A user may enter commands and information through a user interface 605 or other input devices such as a tablet, electronic digitizer, a microphone, keyboard, and/or pointing device, commonly referred to as mouse, trackball or touch pad. Other input devices may include a joystick, game pad, satellite dish, scanner, or the like. Additionally, voice inputs, gesture inputs using hands or fingers, or other natural user interface (NUI) may also be used with the appropriate input devices, such as a microphone, camera, tablet, touch pad, glove, or other sensor. These and other input devices are often connected to the processing unit 601 through a user input interface 605 that is coupled to the system bus 603, but may be connected by other interface and bus structures, such as a parallel port, game port or a universal serial bus (USB). A monitor 606 or other type of display device is also connected to the system bus 603 via an interface, such as a video interface. The monitor 606 may also be integrated with a touch-screen panel or the like. Note that the monitor and/or touch screen panel can be physically coupled to a housing in which the computing device 600 is incorporated, such as in a tablet-type personal computer. In addition, computers such as the computing device 600 may also include other peripheral output devices such as speakers and printer, which may be connected through an output peripheral interface or the like.

The computer 600 may operate in a networked or cloud-computing environment using logical connections 607 to one or more remote devices, such as a remote computer. The remote computer may be a personal computer, a server, a router, a network PC, a peer device or other common network node, and typically includes many or all of the elements described above relative to the computer 600. The logical connections depicted in FIG. 6 include one or more local area networks (LAN) and one or more wide area networks (WAN), but may also include other networks. Such networking environments are commonplace in offices, enterprise-wide computer networks, intranets and the Internet.

When used in a networked or cloud-computing environment, the computer 600 may be connected to a public or private network through a network interface or adapter 607. In some embodiments, a modem or other means for establishing communications over the network. The modem, which may be internal or external, may be connected to the system bus 603 via the network interface 607 or other appropriate mechanism. A wireless networking component such as comprising an interface and antenna may be coupled through a suitable device such as an access point or peer computer to a network. In a networked environment, program modules depicted relative to the computer 600, or portions thereof, may be stored in the remote memory storage device. It may be appreciated that the network connections shown are exemplary and other means of establishing a communications link between the computers may be used.

Short exercise 1 |
In the text on computer input devices and networking, which kinds of networks do the logical connections depicted in FIG. 6 include?
Short exercise 2 |
From the text on computer input devices and networking, extract the passage from "When used in" to "may be used." word for word.

Data extract |

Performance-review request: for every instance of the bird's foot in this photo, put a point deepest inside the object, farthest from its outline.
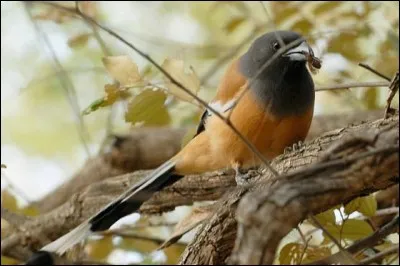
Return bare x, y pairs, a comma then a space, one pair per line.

Problem solution 1 |
One or more local area networks (LAN) and one or more wide area networks (WAN).

Problem solution 2 |
When used in a networked or cloud-computing environment, the computer 600 may be connected to a public or private network through a network interface or adapter 607. In some embodiments, a modem or other means for establishing communications over the network. The modem, which may be internal or external, may be connected to the system bus 603 via the network interface 607 or other appropriate mechanism. A wireless networking component such as comprising an interface and antenna may be coupled through a suitable device such as an access point or peer computer to a network. In a networked environment, program modules depicted relative to the computer 600, or portions thereof, may be stored in the remote memory storage device. It may be appreciated that the network connections shown are exemplary and other means of establishing a communications link between the computers may be used.